- INFORMATION PROVIDED -
──────────

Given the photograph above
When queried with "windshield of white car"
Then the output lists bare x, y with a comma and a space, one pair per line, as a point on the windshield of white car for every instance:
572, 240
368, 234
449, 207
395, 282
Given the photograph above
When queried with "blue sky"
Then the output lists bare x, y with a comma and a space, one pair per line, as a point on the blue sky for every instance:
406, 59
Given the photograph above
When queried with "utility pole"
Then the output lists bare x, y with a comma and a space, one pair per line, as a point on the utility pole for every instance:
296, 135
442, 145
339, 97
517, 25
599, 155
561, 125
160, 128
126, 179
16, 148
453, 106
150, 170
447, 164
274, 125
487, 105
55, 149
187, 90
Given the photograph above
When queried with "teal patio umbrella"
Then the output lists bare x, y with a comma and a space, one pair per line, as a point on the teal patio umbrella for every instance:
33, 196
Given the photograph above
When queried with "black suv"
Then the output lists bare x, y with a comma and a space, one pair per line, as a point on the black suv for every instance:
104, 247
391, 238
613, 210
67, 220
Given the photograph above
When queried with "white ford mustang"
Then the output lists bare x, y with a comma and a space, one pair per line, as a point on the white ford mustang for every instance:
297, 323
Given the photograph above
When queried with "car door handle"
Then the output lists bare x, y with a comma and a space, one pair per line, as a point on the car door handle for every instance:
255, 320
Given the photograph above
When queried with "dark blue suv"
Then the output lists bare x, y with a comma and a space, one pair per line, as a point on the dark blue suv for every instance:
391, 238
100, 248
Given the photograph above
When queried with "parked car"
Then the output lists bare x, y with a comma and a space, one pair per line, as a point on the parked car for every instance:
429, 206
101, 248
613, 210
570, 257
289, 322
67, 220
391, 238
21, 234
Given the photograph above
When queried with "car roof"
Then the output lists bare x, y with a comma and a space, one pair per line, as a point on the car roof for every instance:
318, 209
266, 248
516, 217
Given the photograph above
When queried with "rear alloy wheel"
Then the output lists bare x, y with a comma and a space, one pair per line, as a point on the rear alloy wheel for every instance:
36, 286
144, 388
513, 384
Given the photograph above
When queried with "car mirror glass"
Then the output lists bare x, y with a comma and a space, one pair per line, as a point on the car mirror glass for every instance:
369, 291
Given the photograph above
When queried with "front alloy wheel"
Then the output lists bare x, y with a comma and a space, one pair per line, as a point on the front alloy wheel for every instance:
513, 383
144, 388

──────────

- WHAT THE EXERCISE ASKS -
Repeat the entries exactly, all of them.

- SOLUTION TO THE PROBLEM -
Given the photograph above
When queried with "windshield of white car"
Then the output lists bare x, y with a comma and a space, one pair per line, as a point on the windshield of white car for every instance:
572, 240
368, 234
449, 207
395, 282
Given the photograph above
When queried with "blue sky"
Then the output lists bare x, y with a comma and a space, one pair per line, as a point on the blue sky for every instance:
406, 59
Given the photograph above
When queried with "utility pole"
Then the output lists bare x, y with a comma and a space, one pair per line, as a point on the utility pole for every instance:
296, 135
442, 145
339, 97
517, 25
599, 155
561, 125
160, 128
126, 179
16, 148
453, 106
150, 170
447, 164
274, 125
487, 105
55, 149
187, 90
Given the photograph above
When queried with "teal patio umbrella"
Then the output lists bare x, y with a comma and a space, one pair per line, as a point on the teal patio umbrella for every instance:
33, 196
Given the photograph above
When queried with "black suv"
Then the output lists bare x, y with a comma and a space, one pair per line, as a point on the black suv for every instance:
104, 247
391, 238
613, 210
67, 220
Given the photograph above
When queried with "white ford mustang"
Then the output lists bare x, y with a comma and a space, one pair per line, as a point on the white ford mustang for every instance:
297, 323
Given the photograph above
When queried with "car door handle"
Then the output lists bare x, y with a comma and a space, one pair per line, as a point on the car door handle for every instance:
255, 320
Given the photograph above
When queried with "dark blue suv"
Then the output lists bare x, y with a comma and a space, one pair per line, as a point on the dark blue suv for every instance:
391, 238
100, 248
Given the photograph above
When queried with "parked car"
Then the output lists bare x, y with a comma and a space, one pair per line, as a point on the parked car for every instance:
429, 206
101, 248
613, 210
570, 257
289, 322
67, 220
391, 238
21, 234
Given the photograph above
When queried with "car roof"
Then the output lists bare x, y with a comma and a space, one pair per line, as a point on the car roof for every instance:
318, 209
266, 248
516, 217
Given the photograph above
When queried with "rear alloy wheel"
Then the output lists bare x, y with a comma and a space, one pair per line, as a point on the rear alloy wheel for every instance:
36, 286
144, 388
513, 384
Given the photograph above
When queried with "car mirror glass"
Then the output lists bare x, y with a comma and a space, one pair per line, as a point on the car mirror glass for every instance:
369, 291
Given the photograph above
When queried with "front alloy wheel"
Then the output lists bare x, y with a comma and a space, one pair per line, as a point on the front alloy wheel for every instance:
513, 383
144, 388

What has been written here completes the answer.